Take every line in the entries that includes the word "below" and copy it.
++++ INPUT ++++
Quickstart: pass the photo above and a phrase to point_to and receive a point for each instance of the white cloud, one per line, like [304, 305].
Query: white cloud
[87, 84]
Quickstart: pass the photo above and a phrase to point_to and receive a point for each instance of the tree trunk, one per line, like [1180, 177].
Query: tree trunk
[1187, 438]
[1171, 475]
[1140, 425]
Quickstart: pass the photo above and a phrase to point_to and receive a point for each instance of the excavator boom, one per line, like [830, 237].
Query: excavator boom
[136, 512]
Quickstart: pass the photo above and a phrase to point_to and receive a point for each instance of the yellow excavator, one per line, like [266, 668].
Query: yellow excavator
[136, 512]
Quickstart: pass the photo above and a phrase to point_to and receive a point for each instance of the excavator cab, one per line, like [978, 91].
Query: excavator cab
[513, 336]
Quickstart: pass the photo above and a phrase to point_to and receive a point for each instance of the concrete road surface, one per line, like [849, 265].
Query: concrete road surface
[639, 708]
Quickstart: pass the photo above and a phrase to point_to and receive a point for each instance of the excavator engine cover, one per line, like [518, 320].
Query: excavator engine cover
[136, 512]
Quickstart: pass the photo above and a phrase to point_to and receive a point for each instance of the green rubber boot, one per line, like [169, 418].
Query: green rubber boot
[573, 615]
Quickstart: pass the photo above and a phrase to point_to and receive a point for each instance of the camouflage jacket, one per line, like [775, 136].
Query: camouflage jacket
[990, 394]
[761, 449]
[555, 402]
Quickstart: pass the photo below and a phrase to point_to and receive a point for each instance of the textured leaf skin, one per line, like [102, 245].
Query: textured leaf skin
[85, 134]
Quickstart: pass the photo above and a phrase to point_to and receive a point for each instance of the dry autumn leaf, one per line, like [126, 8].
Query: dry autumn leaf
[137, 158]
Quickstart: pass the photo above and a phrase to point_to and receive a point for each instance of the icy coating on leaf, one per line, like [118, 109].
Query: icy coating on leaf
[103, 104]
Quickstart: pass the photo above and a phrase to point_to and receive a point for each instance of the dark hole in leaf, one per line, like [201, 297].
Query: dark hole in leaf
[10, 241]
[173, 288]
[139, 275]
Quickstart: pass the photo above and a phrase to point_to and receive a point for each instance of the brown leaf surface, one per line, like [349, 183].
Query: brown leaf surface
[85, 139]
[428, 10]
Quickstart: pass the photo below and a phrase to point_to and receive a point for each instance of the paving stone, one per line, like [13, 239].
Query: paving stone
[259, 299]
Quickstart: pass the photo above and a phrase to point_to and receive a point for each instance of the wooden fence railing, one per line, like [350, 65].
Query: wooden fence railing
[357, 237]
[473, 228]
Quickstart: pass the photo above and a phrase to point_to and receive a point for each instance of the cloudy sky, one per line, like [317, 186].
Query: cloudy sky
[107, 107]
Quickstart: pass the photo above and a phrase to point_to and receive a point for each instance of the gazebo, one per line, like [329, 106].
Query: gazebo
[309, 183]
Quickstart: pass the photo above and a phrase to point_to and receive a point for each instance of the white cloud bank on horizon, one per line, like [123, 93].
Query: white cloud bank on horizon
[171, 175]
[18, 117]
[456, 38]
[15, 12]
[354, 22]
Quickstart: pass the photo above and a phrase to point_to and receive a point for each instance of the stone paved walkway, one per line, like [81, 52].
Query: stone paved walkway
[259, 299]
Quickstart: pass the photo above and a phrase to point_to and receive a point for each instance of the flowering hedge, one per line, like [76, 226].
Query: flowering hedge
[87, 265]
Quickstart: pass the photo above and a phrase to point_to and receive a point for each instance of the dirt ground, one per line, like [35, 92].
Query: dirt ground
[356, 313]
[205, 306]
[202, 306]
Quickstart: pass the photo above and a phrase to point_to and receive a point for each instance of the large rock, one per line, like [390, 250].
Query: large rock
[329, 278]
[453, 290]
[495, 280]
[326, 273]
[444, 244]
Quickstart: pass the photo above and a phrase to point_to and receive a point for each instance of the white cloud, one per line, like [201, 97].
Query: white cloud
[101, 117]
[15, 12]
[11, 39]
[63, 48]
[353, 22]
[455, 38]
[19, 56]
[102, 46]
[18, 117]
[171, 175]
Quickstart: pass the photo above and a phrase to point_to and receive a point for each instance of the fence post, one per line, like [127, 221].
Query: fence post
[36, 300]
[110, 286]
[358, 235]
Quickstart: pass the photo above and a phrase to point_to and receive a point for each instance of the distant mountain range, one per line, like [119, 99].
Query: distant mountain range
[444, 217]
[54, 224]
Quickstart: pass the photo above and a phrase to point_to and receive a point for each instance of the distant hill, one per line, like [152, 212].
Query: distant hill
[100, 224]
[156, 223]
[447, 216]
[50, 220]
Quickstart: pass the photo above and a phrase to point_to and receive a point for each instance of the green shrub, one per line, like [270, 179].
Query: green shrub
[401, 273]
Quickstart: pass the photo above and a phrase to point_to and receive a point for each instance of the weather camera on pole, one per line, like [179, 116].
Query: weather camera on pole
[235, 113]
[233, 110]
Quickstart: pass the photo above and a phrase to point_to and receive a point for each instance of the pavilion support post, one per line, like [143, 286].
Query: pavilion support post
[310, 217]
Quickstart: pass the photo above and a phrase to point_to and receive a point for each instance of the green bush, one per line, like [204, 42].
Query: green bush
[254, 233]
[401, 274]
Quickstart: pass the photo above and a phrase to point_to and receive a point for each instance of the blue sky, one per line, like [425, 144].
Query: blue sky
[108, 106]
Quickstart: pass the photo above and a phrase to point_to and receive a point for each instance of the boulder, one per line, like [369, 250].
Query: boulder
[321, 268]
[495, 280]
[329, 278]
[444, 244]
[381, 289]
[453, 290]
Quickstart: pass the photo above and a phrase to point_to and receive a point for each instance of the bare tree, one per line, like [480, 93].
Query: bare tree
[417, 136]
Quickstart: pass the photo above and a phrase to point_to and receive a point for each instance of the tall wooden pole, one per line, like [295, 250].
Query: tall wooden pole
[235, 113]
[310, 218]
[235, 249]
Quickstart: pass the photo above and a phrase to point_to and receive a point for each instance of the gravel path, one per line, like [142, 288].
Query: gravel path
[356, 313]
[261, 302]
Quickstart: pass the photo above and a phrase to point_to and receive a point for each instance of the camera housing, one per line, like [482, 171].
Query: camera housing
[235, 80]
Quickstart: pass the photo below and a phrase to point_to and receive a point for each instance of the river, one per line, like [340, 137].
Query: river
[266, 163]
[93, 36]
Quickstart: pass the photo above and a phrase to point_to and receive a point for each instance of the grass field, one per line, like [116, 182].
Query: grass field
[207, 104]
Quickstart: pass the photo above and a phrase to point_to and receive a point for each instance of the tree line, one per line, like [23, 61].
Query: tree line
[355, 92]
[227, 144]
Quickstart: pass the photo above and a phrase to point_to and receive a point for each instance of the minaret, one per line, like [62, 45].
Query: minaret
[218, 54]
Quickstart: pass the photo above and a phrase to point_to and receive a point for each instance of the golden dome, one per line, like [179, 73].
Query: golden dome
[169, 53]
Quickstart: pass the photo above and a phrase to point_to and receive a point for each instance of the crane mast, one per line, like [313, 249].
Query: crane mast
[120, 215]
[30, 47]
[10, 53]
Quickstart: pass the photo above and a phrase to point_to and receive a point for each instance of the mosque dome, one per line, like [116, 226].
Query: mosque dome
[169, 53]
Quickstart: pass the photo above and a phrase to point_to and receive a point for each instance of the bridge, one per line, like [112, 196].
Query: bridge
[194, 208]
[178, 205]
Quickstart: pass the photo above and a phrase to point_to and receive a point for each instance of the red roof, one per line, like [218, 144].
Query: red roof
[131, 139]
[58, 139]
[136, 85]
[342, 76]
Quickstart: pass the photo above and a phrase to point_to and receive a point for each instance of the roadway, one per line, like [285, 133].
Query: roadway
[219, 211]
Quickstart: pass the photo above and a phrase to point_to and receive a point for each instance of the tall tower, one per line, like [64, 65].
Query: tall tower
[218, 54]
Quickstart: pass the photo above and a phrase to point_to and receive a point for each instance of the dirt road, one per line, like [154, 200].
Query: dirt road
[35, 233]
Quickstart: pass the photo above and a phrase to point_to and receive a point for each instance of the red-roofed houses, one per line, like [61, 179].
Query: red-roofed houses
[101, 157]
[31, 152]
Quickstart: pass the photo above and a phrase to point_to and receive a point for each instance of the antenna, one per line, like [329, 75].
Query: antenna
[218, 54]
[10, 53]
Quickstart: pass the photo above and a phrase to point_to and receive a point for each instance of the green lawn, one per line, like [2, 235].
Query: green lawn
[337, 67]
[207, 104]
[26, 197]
++++
#### ANSWER TO THIS PROBLEM
Quickstart: pass the photo below and a phrase to point_to and receive a point for each instance of the textured leaf skin, one per line, like [102, 245].
Quickstart: pass the photo below and a phrase to point_to and receive a point for each instance of the paving stone, one per line, like [13, 239].
Quickstart: pass the photo below and a phrase to point_to and receive a point for each instance of the river, one per line, like [340, 137].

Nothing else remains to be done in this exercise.